### [WORK TO BE COMPLETED]
Reproduce the listing that follows with no differences at all.

+--

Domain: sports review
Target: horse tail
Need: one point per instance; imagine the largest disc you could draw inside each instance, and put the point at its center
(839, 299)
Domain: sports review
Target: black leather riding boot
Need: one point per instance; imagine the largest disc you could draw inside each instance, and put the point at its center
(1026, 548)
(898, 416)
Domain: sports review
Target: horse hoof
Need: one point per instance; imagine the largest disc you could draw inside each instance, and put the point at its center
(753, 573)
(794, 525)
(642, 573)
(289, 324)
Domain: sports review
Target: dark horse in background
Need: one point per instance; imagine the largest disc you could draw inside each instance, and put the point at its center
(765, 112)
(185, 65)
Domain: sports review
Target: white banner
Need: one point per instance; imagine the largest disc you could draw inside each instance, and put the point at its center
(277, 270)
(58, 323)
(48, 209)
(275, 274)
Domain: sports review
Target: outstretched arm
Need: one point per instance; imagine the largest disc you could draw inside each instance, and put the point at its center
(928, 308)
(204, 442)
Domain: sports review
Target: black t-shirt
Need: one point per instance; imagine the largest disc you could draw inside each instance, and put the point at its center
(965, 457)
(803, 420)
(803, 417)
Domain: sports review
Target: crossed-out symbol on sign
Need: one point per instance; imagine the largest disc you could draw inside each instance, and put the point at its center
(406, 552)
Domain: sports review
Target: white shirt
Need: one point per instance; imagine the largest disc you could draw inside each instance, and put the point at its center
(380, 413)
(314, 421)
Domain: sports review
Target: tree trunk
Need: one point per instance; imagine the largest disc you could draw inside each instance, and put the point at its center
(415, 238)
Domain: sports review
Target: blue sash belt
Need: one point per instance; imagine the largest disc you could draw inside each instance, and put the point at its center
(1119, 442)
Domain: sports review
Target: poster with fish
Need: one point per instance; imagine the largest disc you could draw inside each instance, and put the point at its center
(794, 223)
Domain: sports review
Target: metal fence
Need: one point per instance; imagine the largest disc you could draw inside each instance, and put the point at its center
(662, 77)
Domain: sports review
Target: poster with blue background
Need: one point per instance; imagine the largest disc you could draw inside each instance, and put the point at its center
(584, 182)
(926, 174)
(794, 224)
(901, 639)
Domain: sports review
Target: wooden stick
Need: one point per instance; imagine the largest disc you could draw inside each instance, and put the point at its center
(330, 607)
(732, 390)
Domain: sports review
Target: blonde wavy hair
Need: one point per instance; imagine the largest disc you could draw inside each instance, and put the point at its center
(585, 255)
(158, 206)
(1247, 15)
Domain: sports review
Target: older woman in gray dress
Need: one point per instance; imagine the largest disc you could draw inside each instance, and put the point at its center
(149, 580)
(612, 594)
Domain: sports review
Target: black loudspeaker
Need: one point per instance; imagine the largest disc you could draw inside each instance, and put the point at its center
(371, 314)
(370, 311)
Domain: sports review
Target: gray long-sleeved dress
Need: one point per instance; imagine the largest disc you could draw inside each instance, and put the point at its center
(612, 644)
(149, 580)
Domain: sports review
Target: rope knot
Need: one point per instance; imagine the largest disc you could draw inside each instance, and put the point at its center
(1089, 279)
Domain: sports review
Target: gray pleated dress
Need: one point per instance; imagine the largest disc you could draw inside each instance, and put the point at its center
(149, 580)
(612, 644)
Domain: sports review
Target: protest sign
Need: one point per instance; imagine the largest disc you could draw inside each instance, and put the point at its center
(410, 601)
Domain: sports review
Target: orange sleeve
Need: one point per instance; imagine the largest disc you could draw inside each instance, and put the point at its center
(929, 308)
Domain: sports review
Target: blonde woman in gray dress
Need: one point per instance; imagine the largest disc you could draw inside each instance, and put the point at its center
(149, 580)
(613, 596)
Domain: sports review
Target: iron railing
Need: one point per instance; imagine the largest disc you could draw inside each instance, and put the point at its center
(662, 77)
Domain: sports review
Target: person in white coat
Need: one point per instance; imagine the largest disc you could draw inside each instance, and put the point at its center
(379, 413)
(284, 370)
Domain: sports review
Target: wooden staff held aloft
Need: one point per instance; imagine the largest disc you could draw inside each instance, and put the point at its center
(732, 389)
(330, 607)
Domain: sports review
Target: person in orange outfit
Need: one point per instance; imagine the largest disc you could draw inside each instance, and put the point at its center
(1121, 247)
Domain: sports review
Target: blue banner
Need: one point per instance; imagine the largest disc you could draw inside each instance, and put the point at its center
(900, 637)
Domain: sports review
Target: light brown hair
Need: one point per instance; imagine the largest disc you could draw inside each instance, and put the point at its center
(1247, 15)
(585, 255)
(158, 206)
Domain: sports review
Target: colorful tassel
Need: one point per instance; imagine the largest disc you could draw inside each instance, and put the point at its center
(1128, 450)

+--

### [RESULT]
Domain: sports review
Target: horse tail
Need: one point per instance; imagine the largest disc you could draw inside each instance, and put the point at its center
(839, 299)
Domain: sports review
Target: black leather riding boot
Need: one point per instance; imagine the largest disc you could draw inside each instance, and put the point at its center
(1026, 548)
(898, 416)
Domain: sports review
Target: horse hoof
Need: one point per instance; imagine the largest disc you could draw inside each instance, and put the point at its center
(753, 573)
(794, 525)
(642, 573)
(289, 324)
Domain: sports review
Target: dark horse in background
Need: one point per instance; imagine the largest disc you could draw inside each instance, and put the point at its center
(765, 112)
(185, 65)
Domain: sports review
Target: white banner
Need: one point per instance; imagine the largest disc you could draw inside each instance, and put the point at its center
(277, 270)
(58, 323)
(48, 209)
(275, 274)
Domain: sports review
Target: outstretched arm
Need: one point per instance; imagine the largest disc you could draw inside each instance, and put the point at its center
(928, 308)
(204, 442)
Domain: sports review
Target: black t-shirt
Need: one point per instance; imagine the largest disc you could draw inside each instance, and put the point at its center
(965, 457)
(803, 420)
(803, 417)
Domain: sports review
Target: crossed-out symbol on sign
Need: one point per instance; imagine the largest disc you could draw inside each instance, and put the point at its center
(406, 552)
Domain: sports review
Target: white shirt
Need: one point per instance; imagine the largest disc you could draw inside each instance, and put the point at its center
(380, 413)
(314, 421)
Domain: sports review
Target: tree trunk
Need: one point per instance; imagine the largest disc you could draw inside each instance, and put the point at its center
(415, 238)
Domain: sports review
Target: blue sash belt
Need: one point per instance; imagine the largest disc you could draw inside each instance, and put the point at its center
(1119, 442)
Domain: sports review
Target: poster with fish
Need: one point per instance; imagine the largest disc you could draw inside each instance, and put the point at its center
(794, 223)
Domain: sports review
Target: metal fence
Need: one point per instance; imagine the largest disc you could draw inside each instance, and put the point at its center
(662, 77)
Domain: sports review
Target: poster with blue background
Need: one point per instance; imagine the largest disc you could draw inside each instance, and put the point at its center
(584, 182)
(926, 174)
(794, 224)
(901, 639)
Domain: sports review
Target: wooden stick
Need: one point per instance; imagine the largest disc you could draw inside each instance, and put the point at its center
(330, 607)
(732, 390)
Domain: sports review
Target: blonde wavy hair
Need: one point per instance; imagine the largest disc you could draw inside each instance, and put the point at its center
(585, 255)
(158, 206)
(1247, 15)
Domain: sports review
Target: older woman in gray dress
Need: one point per instance; imagine the largest disc you could draw inside each instance, and put the point at its center
(149, 580)
(612, 594)
Domain: sports review
Target: black loudspeaker
Need: one point per instance; imagine the largest disc you could draw inside each instance, and put the point at its center
(371, 314)
(370, 311)
Domain: sports review
Target: gray long-sleeved dress
Need: one point per instance; imagine the largest disc you could draw inside each instance, and put the point at its center
(612, 644)
(149, 580)
Domain: sports review
Target: rope knot
Need: one point per instance; imagine the largest disc you could draw inside each instance, and put the point at its center
(1089, 279)
Domain: sports review
Target: gray pleated dress
Need: one point per instance; imagine the largest disc you could draw inside each instance, and put the point at its center
(149, 580)
(612, 644)
Domain: sports review
Target: protest sign
Need: one point per instance; imagine the largest disc you could draw inside each instance, and put the point at its center
(410, 601)
Domain: sports review
Target: orange sleeve
Need: one point per instance; imagine the largest disc you could draw inside each instance, and put the point at its center
(929, 308)
Domain: sports review
Target: blonde woman in gray dress
Need: one point per instance; imagine the largest disc you could draw inside each instance, and put the point at its center
(149, 580)
(613, 596)
Domain: sports review
Target: iron railing
Need: one point per instance; imagine the largest disc you could draw inside each instance, and put the point at its center
(662, 77)
Domain: sports review
Target: person in white coat
Need: one point per instance; imagine the largest disc you could draw inside each instance, and put the point at its center
(379, 413)
(284, 370)
Domain: sports review
Target: wooden staff held aloft
Need: one point per instance; imagine the largest disc you could draw inside each instance, and put the point at its center
(732, 389)
(330, 607)
Domain: sports review
Target: person in orange outfit
Need: one point per instance; imagine the largest disc you could draw inside each instance, and put the point at its center
(1121, 247)
Domain: sports review
Target: blue banner
Need: one point per instance; imagine the largest disc you could draw inside each instance, and put the point at its center
(900, 637)
Domain: sports review
Target: light brown hair
Need: one point per instance; imagine the largest disc you could draw inside each instance, and put the point at its center
(1247, 15)
(585, 255)
(158, 206)
Domain: sports review
Target: colorful tassel
Need: one point per instance; imagine the largest disc you could draw inside each instance, and put the point at its center
(1128, 450)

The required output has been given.